■ Set exercise 1 ■
Write out the passage on A Simple Story from "1791 novel by" to "appearance and sensibility." word for word.

■ Selected passage ■
'''
1791 novel by Elizabeth Inchbald

A Simple Story is a novel by English author and actress Elizabeth Inchbald. Published in February 1791 as an early example of a "novel of passion", it was successful and became widely read in England and abroad. It went into a second edition in March 1791, and is still in print today.

The story is told in two parts. The first relates the ill-advised romance between a flighty young heiress, Miss Milner, and her guardian Dorriforth. The second follows the adolescence of their virtuous daughter Matilda, whom Dorriforth has rejected out of pain at Miss Milner's moral failings as his wife. The contrast between Miss Milner and Matilda expresses Inchbald's critique of women's "fashionable" education, which she thought placed too much emphasis on personal appearance and sensibility.

== Plot ==

The novel is divided into four volumes, two each devoted to its two storylines.

The first volumes books follow the love story of young Miss Milner (we are never told her first name) and her guardian Dorriforth, who begins the novel as a Roman Catholic priest. Miss Milner is a seventeen-year-old orphan, whose father's deathbed wish entrusted her to Dorriforth's guardianship despite disapproving of Catholicism. Miss Milner admires Dorriforth but struggles to obey his strict rules. She flirts with Lord Lawnly, forcing Dorriforth to fight a duel to protect her honor. Several deaths in Dorriforth's family cause him to inherit the title of Lord Elmwood, bringing with it a social obligation to marry and have children to carry on the Elmwood family name. Miss Milner falls in love with Dorriforth. The Pope releases Dorriforth from his vow of chastity, and he becomes engaged to the fiancée of the former Elmwood heir, Miss Fenton; their relationship is tepid but prudent on both sides. Dorriforth then realises that he has passionate feelings for Miss Milner, which he resists both due to his engagement and due to his doubts about Miss Milner's suitability as a wife. Through a series of machinations, however, assisted by Miss Woodley (a kindhearted spinster) and Sanford (a Jesuit mentor of Dorriforth's), Dorriforth's engagement to Miss Fenton is broken and he and Miss Milner are engaged.

The third volume then abruptly transitions to the deathbed of Lady Elmwood (the former Miss Milner), some seventeen or eighteen years later. We learn that Lord Elmwood had been at his estate in the West Indies for so long that Lady Elmwood assumed he was unfaithful, and had an affair of her own with Lord Lawnly. When Lord Elmwood returns, he banishes Lady Elmwood and refuses to acknowledge their only child, Matilda. A desperate letter that Lady Elmwood writes before dying convinces him to permit Matilda to live on one of his estates, on the condition that he never sees her.
'''
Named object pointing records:
'''
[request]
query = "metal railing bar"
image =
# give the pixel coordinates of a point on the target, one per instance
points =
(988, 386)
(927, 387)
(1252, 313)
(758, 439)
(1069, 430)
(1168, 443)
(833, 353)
'''
■ Set exercise 2 ■
Convert the records above into a JSON list of strings, with one string per line and no blank lines.

■ Full output 1 ■
1791 novel by Elizabeth Inchbald

A Simple Story is a novel by English author and actress Elizabeth Inchbald. Published in February 1791 as an early example of a "novel of passion", it was successful and became widely read in England and abroad. It went into a second edition in March 1791, and is still in print today.

The story is told in two parts. The first relates the ill-advised romance between a flighty young heiress, Miss Milner, and her guardian Dorriforth. The second follows the adolescence of their virtuous daughter Matilda, whom Dorriforth has rejected out of pain at Miss Milner's moral failings as his wife. The contrast between Miss Milner and Matilda expresses Inchbald's critique of women's "fashionable" education, which she thought placed too much emphasis on personal appearance and sensibility.

■ Full output 2 ■
[
  "[request]",
  "query = \"metal railing bar\"",
  "image =",
  "# give the pixel coordinates of a point on the target, one per instance",
  "points =",
  "(988, 386)",
  "(927, 387)",
  "(1252, 313)",
  "(758, 439)",
  "(1069, 430)",
  "(1168, 443)",
  "(833, 353)"
]